Start of SOURCE INFORMATION
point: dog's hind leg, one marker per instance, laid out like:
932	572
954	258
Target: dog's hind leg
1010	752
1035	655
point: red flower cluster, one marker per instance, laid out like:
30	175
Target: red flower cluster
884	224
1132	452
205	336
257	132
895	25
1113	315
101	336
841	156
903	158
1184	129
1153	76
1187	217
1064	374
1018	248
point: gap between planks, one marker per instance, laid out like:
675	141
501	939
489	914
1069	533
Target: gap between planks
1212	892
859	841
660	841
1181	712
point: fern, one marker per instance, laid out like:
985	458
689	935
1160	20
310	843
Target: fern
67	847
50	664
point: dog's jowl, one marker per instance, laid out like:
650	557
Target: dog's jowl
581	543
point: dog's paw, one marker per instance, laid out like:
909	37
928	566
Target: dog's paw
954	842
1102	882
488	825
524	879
End of SOURCE INFORMATION
Only the last part of the entries above is needed: please copy the line with "point: fern, one" and each line after it exactly.

» **TASK RESPONSE**:
point: fern, one marker per instance, laid out like:
985	458
689	935
1160	20
310	843
Target: fern
67	847
50	664
point: dog's jowl, one marker per instance, laid out like:
650	557
Target: dog's jowl
581	543
point: dog's paw, one marker per instance, laid out like:
909	37
928	566
Target: dog's paw
954	842
1102	882
488	825
524	879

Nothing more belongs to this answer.